Please identify every line in the material below that contains the string "boot", and copy each of those lines.

■ Material for the task:
--- begin ---

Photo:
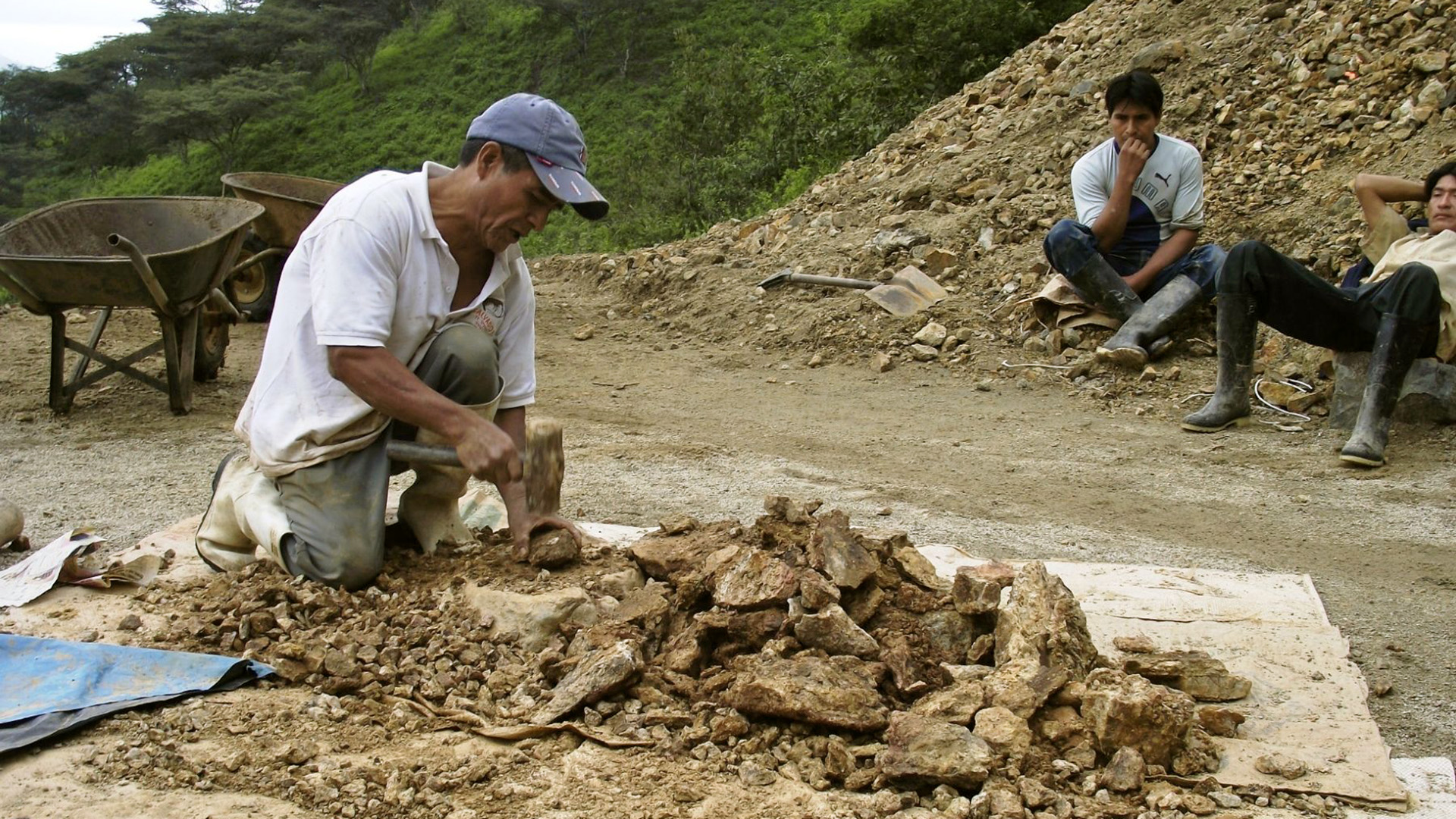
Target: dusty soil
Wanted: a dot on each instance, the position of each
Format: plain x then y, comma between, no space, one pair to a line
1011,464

--- end ---
--- begin ---

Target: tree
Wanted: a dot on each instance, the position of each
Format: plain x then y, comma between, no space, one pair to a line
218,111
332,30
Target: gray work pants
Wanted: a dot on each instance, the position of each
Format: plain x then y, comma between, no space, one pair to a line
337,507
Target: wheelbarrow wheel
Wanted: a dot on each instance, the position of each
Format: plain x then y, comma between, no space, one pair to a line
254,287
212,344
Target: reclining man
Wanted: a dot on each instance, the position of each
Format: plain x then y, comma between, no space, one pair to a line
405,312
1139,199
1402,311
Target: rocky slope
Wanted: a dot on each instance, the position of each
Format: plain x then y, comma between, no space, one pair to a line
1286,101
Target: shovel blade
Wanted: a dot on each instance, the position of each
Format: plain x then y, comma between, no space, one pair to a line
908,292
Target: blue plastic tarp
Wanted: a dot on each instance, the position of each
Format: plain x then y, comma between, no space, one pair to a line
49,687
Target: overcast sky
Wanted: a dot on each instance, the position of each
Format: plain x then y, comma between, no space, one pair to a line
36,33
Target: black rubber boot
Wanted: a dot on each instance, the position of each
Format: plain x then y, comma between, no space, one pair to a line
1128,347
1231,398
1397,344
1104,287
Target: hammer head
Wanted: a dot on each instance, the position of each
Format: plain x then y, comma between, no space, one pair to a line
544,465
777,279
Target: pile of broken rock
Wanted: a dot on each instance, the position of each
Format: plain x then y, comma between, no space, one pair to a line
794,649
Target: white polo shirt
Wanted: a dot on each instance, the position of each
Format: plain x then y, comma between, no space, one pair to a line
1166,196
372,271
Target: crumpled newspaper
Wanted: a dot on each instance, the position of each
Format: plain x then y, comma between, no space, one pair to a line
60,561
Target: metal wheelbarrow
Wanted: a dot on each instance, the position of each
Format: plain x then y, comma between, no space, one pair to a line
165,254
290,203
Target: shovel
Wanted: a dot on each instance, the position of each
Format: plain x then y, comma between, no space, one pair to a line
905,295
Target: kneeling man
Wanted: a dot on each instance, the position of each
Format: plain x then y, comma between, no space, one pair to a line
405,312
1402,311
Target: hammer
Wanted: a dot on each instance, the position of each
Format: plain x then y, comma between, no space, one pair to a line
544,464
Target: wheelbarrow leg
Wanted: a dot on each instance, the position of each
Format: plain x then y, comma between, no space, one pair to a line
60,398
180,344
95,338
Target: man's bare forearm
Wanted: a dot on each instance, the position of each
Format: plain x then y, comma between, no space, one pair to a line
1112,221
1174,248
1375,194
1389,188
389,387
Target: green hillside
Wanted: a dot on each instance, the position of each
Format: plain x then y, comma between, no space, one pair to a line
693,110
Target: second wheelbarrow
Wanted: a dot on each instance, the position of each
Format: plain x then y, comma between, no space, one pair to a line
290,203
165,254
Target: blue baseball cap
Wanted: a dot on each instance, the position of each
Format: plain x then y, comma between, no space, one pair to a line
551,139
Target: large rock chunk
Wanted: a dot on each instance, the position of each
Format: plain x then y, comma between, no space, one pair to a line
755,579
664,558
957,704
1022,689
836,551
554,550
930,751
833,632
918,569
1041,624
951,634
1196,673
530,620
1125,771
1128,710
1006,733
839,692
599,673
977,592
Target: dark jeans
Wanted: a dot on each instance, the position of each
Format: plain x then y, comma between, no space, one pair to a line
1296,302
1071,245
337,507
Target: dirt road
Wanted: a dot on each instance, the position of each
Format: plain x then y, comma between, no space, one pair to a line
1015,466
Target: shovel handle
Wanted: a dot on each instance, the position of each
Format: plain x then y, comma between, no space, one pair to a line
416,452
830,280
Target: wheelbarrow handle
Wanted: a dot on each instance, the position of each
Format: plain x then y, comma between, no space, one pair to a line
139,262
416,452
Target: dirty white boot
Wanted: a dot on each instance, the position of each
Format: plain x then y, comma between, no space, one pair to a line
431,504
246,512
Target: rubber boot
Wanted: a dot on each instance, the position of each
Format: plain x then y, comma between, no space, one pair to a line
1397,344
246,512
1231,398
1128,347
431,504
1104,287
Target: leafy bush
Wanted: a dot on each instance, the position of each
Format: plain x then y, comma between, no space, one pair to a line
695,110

--- end ---

■ Task response:
Target: black rubber boot
Target: dirty white boot
Target: rubber boot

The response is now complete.